Retype each of the rows below exactly as it appears, without changing any character.
-- start of Information shown --
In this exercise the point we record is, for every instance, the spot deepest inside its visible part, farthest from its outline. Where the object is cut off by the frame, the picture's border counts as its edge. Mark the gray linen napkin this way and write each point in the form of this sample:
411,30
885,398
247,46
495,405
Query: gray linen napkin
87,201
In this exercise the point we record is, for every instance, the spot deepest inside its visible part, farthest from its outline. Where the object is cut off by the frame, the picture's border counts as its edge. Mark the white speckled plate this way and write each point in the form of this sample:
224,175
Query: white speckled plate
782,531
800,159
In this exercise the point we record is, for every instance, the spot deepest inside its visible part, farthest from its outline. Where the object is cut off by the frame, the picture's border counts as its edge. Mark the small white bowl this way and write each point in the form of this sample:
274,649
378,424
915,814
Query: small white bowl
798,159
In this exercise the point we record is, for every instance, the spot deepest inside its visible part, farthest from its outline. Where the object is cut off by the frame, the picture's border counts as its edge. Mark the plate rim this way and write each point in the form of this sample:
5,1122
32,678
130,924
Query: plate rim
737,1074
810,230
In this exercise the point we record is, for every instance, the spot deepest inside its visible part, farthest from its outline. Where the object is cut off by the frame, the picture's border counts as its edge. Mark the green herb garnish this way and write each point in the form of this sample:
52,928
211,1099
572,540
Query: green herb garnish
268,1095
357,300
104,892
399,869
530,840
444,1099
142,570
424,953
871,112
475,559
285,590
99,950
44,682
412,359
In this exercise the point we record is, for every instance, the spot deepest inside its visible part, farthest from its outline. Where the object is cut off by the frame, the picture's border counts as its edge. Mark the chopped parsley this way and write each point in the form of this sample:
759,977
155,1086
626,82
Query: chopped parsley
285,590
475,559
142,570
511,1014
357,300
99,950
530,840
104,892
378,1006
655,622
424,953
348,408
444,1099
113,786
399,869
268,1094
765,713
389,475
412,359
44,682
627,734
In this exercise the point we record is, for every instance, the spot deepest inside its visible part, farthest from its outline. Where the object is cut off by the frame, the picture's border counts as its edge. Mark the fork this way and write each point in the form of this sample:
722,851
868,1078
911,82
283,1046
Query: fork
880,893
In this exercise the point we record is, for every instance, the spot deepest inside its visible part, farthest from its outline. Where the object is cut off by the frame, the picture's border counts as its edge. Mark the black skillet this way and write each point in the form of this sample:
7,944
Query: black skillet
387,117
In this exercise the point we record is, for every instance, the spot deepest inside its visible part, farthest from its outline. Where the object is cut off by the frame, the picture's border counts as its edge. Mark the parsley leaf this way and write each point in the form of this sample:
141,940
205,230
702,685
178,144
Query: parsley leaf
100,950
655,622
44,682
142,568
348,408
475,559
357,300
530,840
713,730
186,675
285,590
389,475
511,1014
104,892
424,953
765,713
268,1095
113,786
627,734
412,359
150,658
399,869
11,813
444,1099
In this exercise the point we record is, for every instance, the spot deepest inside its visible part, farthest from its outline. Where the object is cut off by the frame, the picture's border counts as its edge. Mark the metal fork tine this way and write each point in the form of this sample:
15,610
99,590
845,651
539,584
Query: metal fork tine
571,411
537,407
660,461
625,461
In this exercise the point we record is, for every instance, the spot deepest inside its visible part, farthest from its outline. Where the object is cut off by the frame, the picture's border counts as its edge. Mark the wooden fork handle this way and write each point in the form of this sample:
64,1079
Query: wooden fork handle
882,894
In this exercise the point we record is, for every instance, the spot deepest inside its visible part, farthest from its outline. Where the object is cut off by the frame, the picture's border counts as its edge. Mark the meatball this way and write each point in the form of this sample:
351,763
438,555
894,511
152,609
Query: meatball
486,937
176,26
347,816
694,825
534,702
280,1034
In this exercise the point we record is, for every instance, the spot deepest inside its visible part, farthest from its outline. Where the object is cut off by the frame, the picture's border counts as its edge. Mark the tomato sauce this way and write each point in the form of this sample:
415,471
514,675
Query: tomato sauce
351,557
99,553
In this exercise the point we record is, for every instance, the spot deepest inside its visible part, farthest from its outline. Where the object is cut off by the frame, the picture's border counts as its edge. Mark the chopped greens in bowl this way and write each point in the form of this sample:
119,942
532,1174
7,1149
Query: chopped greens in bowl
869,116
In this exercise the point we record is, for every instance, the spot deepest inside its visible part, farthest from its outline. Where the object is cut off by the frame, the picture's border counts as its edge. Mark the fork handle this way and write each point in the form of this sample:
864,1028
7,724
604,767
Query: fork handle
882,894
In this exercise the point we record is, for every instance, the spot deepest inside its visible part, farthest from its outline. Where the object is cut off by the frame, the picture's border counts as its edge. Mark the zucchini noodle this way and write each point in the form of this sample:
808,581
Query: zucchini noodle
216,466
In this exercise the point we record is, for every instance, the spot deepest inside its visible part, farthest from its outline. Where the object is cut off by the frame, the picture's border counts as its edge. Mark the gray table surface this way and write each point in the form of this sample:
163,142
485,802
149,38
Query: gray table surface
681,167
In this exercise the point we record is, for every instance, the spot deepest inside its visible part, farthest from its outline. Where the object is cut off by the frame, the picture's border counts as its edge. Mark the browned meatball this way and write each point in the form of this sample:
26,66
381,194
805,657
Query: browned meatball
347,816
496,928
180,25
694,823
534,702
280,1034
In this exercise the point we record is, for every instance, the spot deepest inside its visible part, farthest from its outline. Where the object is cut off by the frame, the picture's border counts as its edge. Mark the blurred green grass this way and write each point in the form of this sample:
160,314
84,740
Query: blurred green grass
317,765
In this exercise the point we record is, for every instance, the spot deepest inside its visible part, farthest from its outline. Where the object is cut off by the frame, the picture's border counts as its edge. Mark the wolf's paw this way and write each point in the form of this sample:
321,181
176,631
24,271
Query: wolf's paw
-- end of Information shown --
Exercise answer
In this exercise the point we record is, for every instance, the spot deepest inside its visible part, farthest from its outline. Where the object is cut off by the frame, the picture's border counts as its edge. Mark the gray linen napkin this way and write each point in the form of this sample:
411,30
885,398
247,46
495,405
Query: gray linen napkin
87,201
In this exercise the point we record is, for every instance, the spot deepest inside its visible part, farthest from its outline. Where the object is cut off by the frame, the picture's border counts as its edge. Mark the white speckled plate this way and write each point in the form of this sample:
224,175
Query: white speckled plate
782,531
800,159
In this exercise the point we record is, for every instance, the spot deepest inside its visible part, farthest from its outline. Where the object is cut off by the frame, the picture's border counts as its edge. Mark the small white bowl this way and write each point in the form of this sample:
274,649
378,424
915,814
Query: small white bowl
798,159
In this exercise the point we record is, for every instance, the spot deepest inside its visible part, farthest from its outline. Where the object is cut off by the frame, the picture's border counts as its edge. Mark the plate rim this way and write each point in the form of this sample:
5,1122
32,678
130,924
Query: plate rim
737,1074
810,230
In this exercise the point we record is, for every instance, the spot deepest inside its visible part, farthest from its outline. Where the object is cut off by the frame, the picture's border counts as its edge. Mark the green herb garnish this way and write each point in the form of this sample:
52,928
211,1099
572,540
Query: green herb garnish
268,1095
357,300
104,892
399,869
530,840
444,1099
142,570
424,953
871,112
475,559
285,590
99,950
44,682
412,359
In this exercise the point we record is, for every instance, the spot deepest inside its visible part, farthest from its outline. Where the object is cut off by the frame, the picture's border counts as its edge. Mark the chopped parsley this way and write each point in the form of this sample:
759,977
155,1086
626,82
Query: chopped parsley
285,590
475,559
142,570
511,1014
357,300
99,950
530,840
104,892
378,1006
655,622
424,953
348,408
444,1099
113,786
399,869
268,1094
765,713
389,475
412,359
44,682
627,734
In this exercise the point we record is, for every instance, the spot deepest inside its visible part, farthest from its outline. Where the object is cut off by the frame, the picture's border counts as its edge. Mark the fork this way and write each point in the form of this sample:
722,851
868,1078
911,82
283,1046
Query: fork
880,893
In this exercise the point we record is, for every instance, the spot deepest inside its visible part, farthest from its outline. Where the object is cut off by the frame, the picture's border counts as its edge. Mark the black skillet this way and write each point in the form of this sample:
7,944
Query: black skillet
387,117
In this exercise the point we record is, for every instance, the spot deepest inside its visible part, farthest from its outline. Where the object is cut off by the frame, the picture's border counts as its edge. Mark the parsley leaf this way and write each point in the form of this sample:
141,940
205,230
702,685
178,144
Query: parsley leaf
100,950
655,622
44,682
142,568
348,408
475,559
357,300
530,840
713,730
186,675
285,590
389,475
511,1014
104,892
424,953
765,713
268,1095
113,786
627,734
412,359
150,658
399,869
11,813
444,1099
In this exercise the point we record is, for every instance, the spot deepest inside its visible part, farthest from its outline. Where the object is cut off by the frame, the picture's border counts as its edge. Mark the metal fork tine this way and write each point in the form of this sample:
15,610
99,590
845,651
539,584
Query: metal fork tine
571,411
537,407
660,461
625,461
In this exercise the point we record is, for every instance, the spot deepest inside its visible part, farthest from its outline. Where the object is cut off by the frame, the picture's border counts as its edge. Mark the wooden fork handle this way and write each point in the form of this sample:
64,1079
Query: wooden fork handle
882,894
In this exercise the point we record is, for every instance, the spot deepest inside its visible part, farthest from its outline. Where the object is cut off by the frame, the picture's border counts as its edge. Mark the meatball this way and write each point in the form of this sample:
351,763
438,555
894,511
152,609
Query: meatball
486,937
176,26
347,816
694,825
534,702
280,1034
In this exercise the point we record is, for every instance, the spot deepest inside its visible part, farthest from its outline. Where the object is cut off by the frame, the picture's border counts as its edge. Mark the tomato sauce this way and write each point in the form of this sample:
415,471
514,675
Query: tomato sauce
351,557
99,553
In this exercise the point we record is, for every instance, the spot deepest inside its visible part, farthest from its outline. Where the object is cut off by the frame, the picture's border counts as its edge. Mark the chopped greens in bowl this way and write each point in the form of this sample:
119,942
532,1174
7,1149
Query: chopped greens in bowl
869,116
In this exercise the point we record is, for every instance, the spot deepest inside its visible part, farthest from its outline. Where the object is cut off by the frame, the picture's border counts as its edge. Mark the fork handle this way and write each point in the form of this sample:
864,1028
7,724
604,767
Query: fork handle
882,894
In this exercise the point we record is, for every instance, the spot deepest inside its visible part, farthest from its outline. Where the object is cut off by the frame, the picture's border counts as its edge. Mark the zucchini noodle this way and write each point in the form of this sample:
808,581
Query: zucchini noodle
216,466
In this exercise the point we record is, for every instance, the spot deepest inside its visible part, farthest from its outline. Where the object is cut off by the frame, the picture's border counts as its edge. Mark the gray table surface this way and write each point in the form of this sample:
163,142
485,802
149,38
Query: gray table surface
681,167
In this exercise the point we record is, for every instance, the spot deepest inside its visible part, farthest from its outline. Where the object is cut off by the frame, the picture's border counts as its edge. Mark the browned meatball this way and write each point in the form of this sample:
26,66
381,194
805,657
Query: browned meatball
347,816
496,928
180,25
694,823
534,702
280,1034
In this exercise the point we record is, for every instance, the spot deepest inside its visible part, farthest from its outline. Where the object is cut off by the frame, the picture's border counts as its edge. Mark the blurred green grass this way and write each point in the form of this sample:
160,314
84,740
Query: blurred green grass
317,765
In this exercise the point we record is, for every instance, the spot deepest inside its visible part, farthest from its outline. Where the object is cut off by the frame, the picture's border counts as its edge. Mark the wolf's paw this way and write each point in the form of this sample:
321,181
176,631
24,271
Query: wolf's paw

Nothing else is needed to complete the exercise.